▶ **What is needed**
Starting at the line containing "Detect the clearing" and ending at the line containing "top-left (0, 189), bottom-right (350, 262)", rewrite those lines of the material below, requests included, with every coordinate in the answers multiplied by 1.75 and rounded to a whole number, halves up. Leave the numbers in the requests and their sample boxes unchanged, and give only these lines.

▼

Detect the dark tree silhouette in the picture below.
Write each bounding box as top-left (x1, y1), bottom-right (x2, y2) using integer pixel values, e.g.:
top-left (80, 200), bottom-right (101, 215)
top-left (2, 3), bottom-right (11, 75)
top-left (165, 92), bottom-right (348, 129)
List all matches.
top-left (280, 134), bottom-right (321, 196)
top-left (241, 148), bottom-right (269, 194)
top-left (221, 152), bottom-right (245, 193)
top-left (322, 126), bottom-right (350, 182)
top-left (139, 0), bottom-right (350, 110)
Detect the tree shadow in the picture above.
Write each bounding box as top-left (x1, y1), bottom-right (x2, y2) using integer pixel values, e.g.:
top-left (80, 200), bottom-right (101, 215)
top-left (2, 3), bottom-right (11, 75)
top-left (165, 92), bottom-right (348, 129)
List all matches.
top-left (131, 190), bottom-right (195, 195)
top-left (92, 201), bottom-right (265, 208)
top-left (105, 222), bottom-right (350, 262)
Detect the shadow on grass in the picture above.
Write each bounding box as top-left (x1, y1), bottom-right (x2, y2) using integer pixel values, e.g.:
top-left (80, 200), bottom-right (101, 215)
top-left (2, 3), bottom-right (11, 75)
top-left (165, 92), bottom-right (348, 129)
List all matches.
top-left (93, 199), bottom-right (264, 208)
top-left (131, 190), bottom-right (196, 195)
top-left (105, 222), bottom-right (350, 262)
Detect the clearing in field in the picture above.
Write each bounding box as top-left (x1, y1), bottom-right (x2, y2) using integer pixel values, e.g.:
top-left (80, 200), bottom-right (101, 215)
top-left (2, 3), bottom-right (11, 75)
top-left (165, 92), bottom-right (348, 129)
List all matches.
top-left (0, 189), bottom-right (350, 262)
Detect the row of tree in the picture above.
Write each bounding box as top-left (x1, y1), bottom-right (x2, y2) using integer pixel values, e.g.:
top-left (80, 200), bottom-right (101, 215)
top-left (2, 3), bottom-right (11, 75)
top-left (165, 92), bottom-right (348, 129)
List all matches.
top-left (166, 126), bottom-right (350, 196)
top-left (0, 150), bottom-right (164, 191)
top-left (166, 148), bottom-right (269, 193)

▲

▶ **Result**
Detect the clearing in field in the picture above.
Write each bounding box as top-left (x1, y1), bottom-right (x2, y2) using integer pixel values, e.g.:
top-left (80, 200), bottom-right (101, 215)
top-left (2, 3), bottom-right (11, 75)
top-left (165, 92), bottom-right (348, 129)
List all matches.
top-left (0, 331), bottom-right (613, 459)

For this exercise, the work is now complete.